(Input data begins)
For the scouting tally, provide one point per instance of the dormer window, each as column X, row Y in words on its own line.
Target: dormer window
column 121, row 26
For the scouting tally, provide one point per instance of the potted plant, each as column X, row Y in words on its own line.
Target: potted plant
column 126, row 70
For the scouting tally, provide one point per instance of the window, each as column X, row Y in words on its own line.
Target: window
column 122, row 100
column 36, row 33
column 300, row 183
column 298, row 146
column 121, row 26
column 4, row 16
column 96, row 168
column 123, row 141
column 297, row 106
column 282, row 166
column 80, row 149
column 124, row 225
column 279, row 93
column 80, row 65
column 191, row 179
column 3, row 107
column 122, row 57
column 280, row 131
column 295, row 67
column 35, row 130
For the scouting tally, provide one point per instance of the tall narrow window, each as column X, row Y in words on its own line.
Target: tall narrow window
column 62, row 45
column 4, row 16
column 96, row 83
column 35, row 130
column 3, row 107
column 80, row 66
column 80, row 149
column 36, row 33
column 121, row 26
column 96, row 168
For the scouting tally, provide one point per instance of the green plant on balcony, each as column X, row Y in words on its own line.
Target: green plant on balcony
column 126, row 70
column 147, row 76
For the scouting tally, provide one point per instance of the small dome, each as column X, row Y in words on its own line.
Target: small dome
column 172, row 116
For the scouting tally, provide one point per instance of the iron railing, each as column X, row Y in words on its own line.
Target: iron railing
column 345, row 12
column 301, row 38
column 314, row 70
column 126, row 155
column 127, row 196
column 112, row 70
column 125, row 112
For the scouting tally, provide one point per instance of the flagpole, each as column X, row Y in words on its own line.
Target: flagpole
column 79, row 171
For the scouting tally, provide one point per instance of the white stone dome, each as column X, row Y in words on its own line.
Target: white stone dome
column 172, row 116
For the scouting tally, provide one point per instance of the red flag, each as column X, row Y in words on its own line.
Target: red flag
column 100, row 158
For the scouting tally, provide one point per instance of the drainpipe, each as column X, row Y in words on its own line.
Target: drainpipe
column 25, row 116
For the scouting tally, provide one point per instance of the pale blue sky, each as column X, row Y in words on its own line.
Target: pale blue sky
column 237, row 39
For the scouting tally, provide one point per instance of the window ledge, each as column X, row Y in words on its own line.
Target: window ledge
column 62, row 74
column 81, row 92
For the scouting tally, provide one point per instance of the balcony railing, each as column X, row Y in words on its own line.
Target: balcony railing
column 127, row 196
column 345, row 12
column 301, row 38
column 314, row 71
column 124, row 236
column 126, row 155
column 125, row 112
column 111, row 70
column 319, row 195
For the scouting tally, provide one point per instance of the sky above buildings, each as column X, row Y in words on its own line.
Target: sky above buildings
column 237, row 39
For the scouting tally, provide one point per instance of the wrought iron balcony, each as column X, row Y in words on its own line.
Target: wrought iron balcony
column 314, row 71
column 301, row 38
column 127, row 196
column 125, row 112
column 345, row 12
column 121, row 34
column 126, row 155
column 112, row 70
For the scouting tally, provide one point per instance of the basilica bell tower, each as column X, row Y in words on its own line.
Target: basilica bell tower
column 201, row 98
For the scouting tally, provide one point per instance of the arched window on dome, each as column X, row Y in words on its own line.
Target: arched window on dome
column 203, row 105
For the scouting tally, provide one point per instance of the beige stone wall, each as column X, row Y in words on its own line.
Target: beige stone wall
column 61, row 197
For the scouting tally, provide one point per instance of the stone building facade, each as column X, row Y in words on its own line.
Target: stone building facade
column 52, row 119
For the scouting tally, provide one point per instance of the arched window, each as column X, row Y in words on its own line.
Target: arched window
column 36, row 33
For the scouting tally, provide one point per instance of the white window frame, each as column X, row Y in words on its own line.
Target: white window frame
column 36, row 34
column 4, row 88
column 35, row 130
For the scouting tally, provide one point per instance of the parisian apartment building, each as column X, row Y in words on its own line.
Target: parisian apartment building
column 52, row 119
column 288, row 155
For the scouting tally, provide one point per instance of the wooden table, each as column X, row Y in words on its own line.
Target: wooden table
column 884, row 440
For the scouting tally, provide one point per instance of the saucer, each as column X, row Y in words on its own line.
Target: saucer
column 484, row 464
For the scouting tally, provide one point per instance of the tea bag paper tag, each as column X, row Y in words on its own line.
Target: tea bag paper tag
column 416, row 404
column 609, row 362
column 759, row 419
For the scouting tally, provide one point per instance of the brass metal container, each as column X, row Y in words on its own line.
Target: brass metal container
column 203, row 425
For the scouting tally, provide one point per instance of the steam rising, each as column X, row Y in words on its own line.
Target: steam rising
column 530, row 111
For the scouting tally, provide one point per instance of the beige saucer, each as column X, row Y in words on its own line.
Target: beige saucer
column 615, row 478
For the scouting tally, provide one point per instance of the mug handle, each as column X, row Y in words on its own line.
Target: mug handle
(Input data ends)
- [Exercise objective]: Reproduce the data exactly, character for character.

- [Result of the exercise]:
For the scouting tally, provide one point per instance of the dormer window, each as column X, row Y in words on its own line.
Target: dormer window
column 121, row 26
For the scouting tally, provide one point per instance of the potted plant, each as column X, row Y in words on its own line.
Target: potted plant
column 126, row 70
For the scouting tally, provide one point per instance of the window, each as column X, row Y in words on its own line.
Target: window
column 122, row 100
column 36, row 33
column 300, row 183
column 298, row 146
column 121, row 26
column 4, row 16
column 96, row 168
column 123, row 141
column 297, row 106
column 282, row 166
column 80, row 149
column 124, row 225
column 279, row 93
column 80, row 65
column 191, row 179
column 3, row 107
column 122, row 57
column 280, row 131
column 295, row 67
column 35, row 130
For the scouting tally, provide one point per instance of the tall narrow window, each as column X, row Y in words on its own line.
Target: tall narrow window
column 62, row 45
column 4, row 16
column 96, row 83
column 35, row 130
column 3, row 107
column 80, row 66
column 80, row 149
column 36, row 33
column 121, row 26
column 96, row 168
For the scouting tally, provide one point per instance of the green plant on balcony, each as column X, row Y in words on its own line.
Target: green plant on balcony
column 126, row 70
column 147, row 76
For the scouting tally, provide one point per instance of the small dome, each as column X, row Y in words on its own line.
Target: small dome
column 172, row 116
For the scouting tally, provide one point per instance of the iron railing, each as column X, row Y in words on its own line.
Target: iron railing
column 345, row 12
column 301, row 38
column 314, row 70
column 126, row 155
column 127, row 196
column 112, row 70
column 125, row 112
For the scouting tally, provide one point per instance of the flagpole, each as column X, row Y in words on its own line.
Target: flagpole
column 79, row 171
For the scouting tally, provide one point per instance of the white stone dome, each as column X, row Y in words on its own line.
Target: white stone dome
column 172, row 116
For the scouting tally, provide one point per instance of the red flag, each as column X, row Y in words on its own line.
Target: red flag
column 100, row 158
For the scouting tally, provide one point per instance of the drainpipe, each as column X, row Y in words on its own line.
Target: drainpipe
column 25, row 116
For the scouting tally, provide one point per instance of the pale blue sky, each as column X, row Y in words on its own line.
Target: pale blue sky
column 237, row 39
For the scouting tally, provide one point per instance of the window ledge, each as column X, row Y in words on its own line.
Target: window ledge
column 62, row 74
column 81, row 92
For the scouting tally, provide one point per instance of the balcony railing, each as column X, row Y in words on its own line.
Target: balcony railing
column 127, row 196
column 345, row 12
column 301, row 38
column 314, row 71
column 124, row 236
column 126, row 155
column 125, row 112
column 111, row 70
column 319, row 195
For the scouting tally, provide one point per instance of the sky above buildings, each as column X, row Y in words on its own line.
Target: sky above buildings
column 237, row 39
For the scouting tally, provide one point per instance of the wrought iron balcony, each as column X, row Y in words on its own line.
Target: wrought iron balcony
column 314, row 71
column 301, row 38
column 127, row 196
column 125, row 112
column 345, row 12
column 121, row 34
column 126, row 155
column 112, row 70
For the scouting tally, provide one point per instance of the basilica bell tower, each as column X, row Y in words on its own line.
Target: basilica bell tower
column 201, row 98
For the scouting tally, provide one point per instance of the arched window on dome, each as column X, row Y in words on its own line.
Target: arched window on dome
column 203, row 105
For the scouting tally, provide one point per instance of the beige stone wall, each as column X, row Y in words on its own line.
Target: beige stone wall
column 61, row 197
For the scouting tally, provide one point per instance of the stone building facade, each as column X, row Y in words on its own line.
Target: stone building facade
column 52, row 119
For the scouting tally, provide one point per instance of the arched window, each as column X, row Y in words on its own line.
Target: arched window
column 36, row 33
For the scouting tally, provide one point per instance of the white window frame, each as column X, row Y in words on its own line.
Target: white window frame
column 36, row 34
column 4, row 88
column 35, row 130
For the scouting tally, provide one point per instance of the parisian apartment building, each as column X, row Y in words on its own line.
Target: parisian apartment building
column 52, row 119
column 288, row 155
For the scouting tally, provide one point per instance of the wooden table, each as column X, row Y in words on its own line.
Target: wooden table
column 884, row 440
For the scouting tally, provide one point per instance of the saucer, each as column X, row Y in words on its own line.
Target: saucer
column 484, row 464
For the scouting tally, provide one point per instance of the tea bag paper tag, each as column X, row Y in words on its own line.
Target: tea bag paper tag
column 416, row 404
column 609, row 362
column 759, row 419
For the scouting tally, provide one point per instance of the brass metal container, each as column X, row Y in words on its own line.
Target: brass metal container
column 203, row 425
For the scouting tally, provide one point per instance of the steam rising, each as column X, row Y in words on its own line.
Target: steam rising
column 530, row 111
For the scouting tally, provide one point per instance of the beige saucer, each as column X, row Y in words on its own line.
Target: beige saucer
column 615, row 478
For the scouting tally, provide one point per instance of the mug handle, each as column X, row Y in words on its own line.
Target: mug handle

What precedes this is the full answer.